(Some records)
※

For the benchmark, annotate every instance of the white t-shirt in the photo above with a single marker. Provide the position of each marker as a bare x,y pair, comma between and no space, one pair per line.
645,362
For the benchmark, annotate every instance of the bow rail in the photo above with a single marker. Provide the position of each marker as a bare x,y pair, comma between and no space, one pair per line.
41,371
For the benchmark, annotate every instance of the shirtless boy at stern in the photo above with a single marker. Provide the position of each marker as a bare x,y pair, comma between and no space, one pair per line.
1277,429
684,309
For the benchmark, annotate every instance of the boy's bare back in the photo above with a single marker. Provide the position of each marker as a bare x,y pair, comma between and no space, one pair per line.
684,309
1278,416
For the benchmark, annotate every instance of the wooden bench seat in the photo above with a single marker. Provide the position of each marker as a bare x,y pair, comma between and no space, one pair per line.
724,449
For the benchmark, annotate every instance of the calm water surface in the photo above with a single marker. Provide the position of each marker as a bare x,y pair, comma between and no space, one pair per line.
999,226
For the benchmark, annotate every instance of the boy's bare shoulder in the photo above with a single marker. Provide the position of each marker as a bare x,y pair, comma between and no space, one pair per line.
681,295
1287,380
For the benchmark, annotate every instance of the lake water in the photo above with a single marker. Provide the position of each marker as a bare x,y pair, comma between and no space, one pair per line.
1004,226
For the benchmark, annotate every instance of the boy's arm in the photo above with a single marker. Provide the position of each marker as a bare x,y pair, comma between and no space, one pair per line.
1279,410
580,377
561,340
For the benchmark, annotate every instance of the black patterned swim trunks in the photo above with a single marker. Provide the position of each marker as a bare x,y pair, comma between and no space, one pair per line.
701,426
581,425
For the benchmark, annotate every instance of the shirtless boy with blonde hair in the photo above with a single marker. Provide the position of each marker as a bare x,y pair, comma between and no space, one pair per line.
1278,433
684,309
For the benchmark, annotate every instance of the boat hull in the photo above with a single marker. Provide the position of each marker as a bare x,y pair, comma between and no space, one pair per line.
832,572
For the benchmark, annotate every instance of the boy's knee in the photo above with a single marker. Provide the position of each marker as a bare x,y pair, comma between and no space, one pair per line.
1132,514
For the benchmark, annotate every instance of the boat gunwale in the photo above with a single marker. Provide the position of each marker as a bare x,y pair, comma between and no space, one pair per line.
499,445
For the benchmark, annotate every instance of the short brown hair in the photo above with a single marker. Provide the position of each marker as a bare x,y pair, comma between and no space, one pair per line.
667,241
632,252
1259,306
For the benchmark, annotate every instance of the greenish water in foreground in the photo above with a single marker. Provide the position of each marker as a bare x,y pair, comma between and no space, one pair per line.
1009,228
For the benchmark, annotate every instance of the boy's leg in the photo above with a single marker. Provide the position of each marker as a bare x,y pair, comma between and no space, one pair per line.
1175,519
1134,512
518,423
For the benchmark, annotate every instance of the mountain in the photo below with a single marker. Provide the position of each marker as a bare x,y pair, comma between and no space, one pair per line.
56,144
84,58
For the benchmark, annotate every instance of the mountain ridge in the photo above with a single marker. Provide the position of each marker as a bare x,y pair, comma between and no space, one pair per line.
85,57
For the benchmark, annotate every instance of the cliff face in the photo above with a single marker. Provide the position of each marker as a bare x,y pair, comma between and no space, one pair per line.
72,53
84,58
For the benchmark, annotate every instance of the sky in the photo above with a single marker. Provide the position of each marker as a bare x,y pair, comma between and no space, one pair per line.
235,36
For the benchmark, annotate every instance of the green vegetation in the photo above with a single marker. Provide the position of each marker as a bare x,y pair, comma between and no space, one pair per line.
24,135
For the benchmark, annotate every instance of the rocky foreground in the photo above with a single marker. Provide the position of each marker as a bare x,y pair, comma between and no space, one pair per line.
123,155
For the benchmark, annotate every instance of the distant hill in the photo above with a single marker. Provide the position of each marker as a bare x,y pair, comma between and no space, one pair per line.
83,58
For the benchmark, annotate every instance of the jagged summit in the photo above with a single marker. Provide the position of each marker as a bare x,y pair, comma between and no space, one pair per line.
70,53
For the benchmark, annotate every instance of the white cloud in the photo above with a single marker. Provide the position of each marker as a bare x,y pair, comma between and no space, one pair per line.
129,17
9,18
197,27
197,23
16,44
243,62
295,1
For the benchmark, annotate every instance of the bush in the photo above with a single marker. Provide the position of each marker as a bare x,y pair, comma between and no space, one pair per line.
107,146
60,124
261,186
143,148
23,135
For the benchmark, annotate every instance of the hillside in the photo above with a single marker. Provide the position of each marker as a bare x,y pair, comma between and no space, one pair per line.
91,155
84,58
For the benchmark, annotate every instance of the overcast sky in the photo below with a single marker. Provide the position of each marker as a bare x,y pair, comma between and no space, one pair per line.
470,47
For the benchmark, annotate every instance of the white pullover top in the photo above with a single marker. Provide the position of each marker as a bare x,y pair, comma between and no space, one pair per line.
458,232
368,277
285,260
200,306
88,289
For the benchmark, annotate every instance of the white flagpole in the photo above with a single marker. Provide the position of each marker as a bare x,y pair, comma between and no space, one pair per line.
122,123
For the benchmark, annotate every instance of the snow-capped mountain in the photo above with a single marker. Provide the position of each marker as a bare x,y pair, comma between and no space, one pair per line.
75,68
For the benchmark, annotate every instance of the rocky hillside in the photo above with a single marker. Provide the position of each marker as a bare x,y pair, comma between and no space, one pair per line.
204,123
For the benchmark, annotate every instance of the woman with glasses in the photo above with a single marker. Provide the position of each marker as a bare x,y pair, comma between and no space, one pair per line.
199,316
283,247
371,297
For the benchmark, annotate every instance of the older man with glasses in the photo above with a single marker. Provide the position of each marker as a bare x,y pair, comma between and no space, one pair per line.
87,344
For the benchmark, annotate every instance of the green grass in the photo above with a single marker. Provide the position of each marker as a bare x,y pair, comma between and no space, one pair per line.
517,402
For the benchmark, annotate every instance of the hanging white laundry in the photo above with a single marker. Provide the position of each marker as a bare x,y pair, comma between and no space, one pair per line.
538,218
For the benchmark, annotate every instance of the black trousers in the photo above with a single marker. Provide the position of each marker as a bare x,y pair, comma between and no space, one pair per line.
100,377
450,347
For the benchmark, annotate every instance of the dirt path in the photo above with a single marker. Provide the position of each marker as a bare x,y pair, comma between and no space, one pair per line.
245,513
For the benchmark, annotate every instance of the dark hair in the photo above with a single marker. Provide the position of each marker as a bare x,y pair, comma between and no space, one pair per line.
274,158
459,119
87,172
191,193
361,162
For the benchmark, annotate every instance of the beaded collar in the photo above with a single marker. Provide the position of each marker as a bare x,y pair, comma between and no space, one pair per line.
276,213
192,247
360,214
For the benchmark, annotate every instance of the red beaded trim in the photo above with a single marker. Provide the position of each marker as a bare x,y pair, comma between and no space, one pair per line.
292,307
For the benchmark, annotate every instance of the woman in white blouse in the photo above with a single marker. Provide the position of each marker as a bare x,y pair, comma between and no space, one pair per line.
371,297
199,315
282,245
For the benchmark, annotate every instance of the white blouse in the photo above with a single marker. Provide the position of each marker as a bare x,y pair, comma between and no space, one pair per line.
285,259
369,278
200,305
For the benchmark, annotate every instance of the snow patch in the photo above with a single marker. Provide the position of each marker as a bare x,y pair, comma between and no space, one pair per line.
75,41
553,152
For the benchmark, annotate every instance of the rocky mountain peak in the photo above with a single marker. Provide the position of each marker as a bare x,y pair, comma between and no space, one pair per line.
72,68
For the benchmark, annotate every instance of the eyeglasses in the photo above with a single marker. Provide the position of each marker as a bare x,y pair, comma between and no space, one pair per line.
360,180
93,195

※

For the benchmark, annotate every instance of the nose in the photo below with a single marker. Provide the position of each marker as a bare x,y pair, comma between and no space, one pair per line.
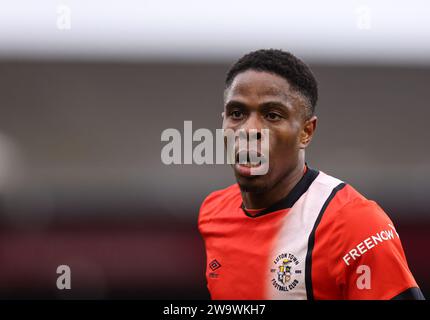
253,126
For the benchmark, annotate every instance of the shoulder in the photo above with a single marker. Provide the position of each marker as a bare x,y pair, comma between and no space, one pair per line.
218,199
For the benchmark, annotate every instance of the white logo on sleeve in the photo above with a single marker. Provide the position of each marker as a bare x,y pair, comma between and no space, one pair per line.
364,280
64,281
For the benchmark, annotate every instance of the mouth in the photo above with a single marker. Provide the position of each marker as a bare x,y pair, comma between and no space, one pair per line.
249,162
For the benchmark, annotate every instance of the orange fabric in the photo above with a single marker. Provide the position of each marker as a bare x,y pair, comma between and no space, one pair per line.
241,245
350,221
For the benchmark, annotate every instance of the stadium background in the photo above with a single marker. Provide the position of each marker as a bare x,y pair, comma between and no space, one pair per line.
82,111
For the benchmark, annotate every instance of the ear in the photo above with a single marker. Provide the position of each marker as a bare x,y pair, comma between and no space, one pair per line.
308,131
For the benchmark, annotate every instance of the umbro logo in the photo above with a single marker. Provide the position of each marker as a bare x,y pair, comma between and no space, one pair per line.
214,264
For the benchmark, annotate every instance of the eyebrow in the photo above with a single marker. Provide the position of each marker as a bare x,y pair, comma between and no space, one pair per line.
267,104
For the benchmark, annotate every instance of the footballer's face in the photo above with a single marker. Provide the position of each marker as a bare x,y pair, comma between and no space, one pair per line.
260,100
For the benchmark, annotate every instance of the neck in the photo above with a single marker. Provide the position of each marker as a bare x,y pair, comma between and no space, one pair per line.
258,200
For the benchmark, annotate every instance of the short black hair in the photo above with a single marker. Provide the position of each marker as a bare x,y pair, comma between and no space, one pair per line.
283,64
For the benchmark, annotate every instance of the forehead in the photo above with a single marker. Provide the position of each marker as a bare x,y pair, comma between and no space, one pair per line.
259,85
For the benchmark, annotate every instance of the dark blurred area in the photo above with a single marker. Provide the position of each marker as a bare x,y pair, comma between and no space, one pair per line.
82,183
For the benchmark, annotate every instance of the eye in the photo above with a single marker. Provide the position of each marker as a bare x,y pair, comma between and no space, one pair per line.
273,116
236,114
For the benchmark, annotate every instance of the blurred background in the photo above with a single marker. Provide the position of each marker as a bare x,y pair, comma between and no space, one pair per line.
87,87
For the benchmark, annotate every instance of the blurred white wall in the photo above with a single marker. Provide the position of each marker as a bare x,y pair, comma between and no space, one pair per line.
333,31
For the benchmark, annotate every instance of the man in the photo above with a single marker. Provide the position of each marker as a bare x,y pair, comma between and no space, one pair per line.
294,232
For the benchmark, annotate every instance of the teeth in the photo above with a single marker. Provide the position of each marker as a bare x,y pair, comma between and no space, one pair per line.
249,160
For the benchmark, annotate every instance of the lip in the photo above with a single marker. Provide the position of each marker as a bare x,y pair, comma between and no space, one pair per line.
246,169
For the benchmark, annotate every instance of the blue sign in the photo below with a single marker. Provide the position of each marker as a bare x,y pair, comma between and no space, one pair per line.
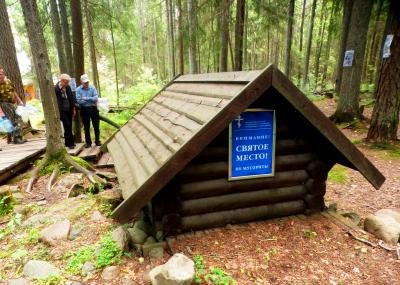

※

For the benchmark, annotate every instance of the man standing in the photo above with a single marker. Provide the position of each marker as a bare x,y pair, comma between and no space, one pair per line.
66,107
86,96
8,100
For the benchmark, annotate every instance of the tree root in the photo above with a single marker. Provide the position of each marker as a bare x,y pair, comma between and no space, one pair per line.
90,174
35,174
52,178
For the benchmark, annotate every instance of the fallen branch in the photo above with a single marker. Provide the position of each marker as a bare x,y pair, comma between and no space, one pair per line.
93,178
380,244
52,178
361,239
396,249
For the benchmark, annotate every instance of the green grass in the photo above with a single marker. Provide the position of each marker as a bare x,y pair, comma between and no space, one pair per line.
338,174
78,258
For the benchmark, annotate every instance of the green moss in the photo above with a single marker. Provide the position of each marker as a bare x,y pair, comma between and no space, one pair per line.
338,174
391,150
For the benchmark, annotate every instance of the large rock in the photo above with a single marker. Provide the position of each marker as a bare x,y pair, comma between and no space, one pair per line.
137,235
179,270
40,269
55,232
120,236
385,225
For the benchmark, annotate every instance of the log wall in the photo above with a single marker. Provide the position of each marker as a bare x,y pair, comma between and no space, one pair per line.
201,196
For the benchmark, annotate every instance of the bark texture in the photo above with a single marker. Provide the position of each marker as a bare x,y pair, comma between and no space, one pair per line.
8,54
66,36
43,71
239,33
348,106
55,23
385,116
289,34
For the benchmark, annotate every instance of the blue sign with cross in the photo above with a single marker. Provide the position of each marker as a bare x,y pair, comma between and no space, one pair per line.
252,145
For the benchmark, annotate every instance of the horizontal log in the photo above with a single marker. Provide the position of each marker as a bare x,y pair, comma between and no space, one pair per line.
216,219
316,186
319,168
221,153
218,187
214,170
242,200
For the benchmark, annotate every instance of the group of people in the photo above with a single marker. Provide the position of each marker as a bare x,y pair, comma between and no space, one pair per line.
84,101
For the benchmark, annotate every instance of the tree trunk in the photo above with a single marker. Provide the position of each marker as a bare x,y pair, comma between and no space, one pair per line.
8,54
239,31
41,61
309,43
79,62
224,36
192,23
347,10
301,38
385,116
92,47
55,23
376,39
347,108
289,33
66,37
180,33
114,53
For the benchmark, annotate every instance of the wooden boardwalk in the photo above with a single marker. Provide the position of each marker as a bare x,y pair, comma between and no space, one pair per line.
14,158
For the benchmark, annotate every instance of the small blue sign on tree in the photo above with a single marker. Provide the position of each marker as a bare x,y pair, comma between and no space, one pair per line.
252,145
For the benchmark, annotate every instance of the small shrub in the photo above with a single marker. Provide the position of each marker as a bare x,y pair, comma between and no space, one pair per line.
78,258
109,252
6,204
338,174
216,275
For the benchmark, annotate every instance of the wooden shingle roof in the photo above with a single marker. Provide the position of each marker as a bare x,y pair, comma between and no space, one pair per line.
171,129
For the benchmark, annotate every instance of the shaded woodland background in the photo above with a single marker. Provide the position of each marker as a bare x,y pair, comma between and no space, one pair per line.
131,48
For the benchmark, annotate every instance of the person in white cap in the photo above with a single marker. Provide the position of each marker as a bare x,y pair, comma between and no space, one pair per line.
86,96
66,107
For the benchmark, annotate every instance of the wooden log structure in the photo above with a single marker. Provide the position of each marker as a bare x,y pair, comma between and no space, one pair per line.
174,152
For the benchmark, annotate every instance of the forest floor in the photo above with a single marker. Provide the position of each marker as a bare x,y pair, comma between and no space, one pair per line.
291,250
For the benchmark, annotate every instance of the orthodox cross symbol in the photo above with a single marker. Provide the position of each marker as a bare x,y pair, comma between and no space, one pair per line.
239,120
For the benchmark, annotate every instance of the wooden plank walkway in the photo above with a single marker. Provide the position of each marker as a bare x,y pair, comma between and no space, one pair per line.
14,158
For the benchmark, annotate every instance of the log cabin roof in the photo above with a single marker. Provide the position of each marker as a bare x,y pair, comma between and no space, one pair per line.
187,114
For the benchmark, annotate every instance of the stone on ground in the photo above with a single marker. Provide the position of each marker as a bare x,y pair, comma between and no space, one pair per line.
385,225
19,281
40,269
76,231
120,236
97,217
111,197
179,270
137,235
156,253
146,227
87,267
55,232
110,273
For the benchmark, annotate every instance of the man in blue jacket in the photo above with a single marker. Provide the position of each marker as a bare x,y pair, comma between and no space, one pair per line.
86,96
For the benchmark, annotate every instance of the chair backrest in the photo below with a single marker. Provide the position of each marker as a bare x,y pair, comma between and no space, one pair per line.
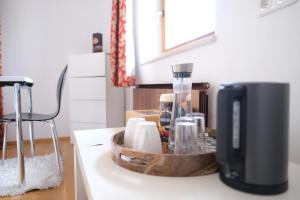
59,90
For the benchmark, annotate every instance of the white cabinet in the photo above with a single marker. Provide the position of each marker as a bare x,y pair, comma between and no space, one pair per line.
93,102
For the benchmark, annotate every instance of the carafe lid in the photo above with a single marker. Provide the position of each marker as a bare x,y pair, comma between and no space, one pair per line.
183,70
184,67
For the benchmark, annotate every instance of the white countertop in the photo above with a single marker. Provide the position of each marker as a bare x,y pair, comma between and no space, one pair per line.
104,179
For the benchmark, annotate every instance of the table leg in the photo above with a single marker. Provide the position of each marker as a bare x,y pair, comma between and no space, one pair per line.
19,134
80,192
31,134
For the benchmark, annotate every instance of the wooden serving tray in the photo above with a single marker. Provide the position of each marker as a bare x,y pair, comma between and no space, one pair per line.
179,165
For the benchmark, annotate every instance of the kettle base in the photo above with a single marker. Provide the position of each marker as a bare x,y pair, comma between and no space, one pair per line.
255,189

※

**Requirements**
Collect every line in the items above that contains the string "cross", and copy each such line in full. Case counts when matching.

**Result for this exercise**
For the benchmark, annotate every instance of the blue sign with cross in the photo above with a single marker. Provide the position of each marker as a bare x,y pair, comma between and no space, one pair per line.
For the benchmark, annotate every instance of the orthodox cross symbol in the photo above with a single marker. Provide the position of each marker as a bare x,y pair, comma between and no space, one pair per line.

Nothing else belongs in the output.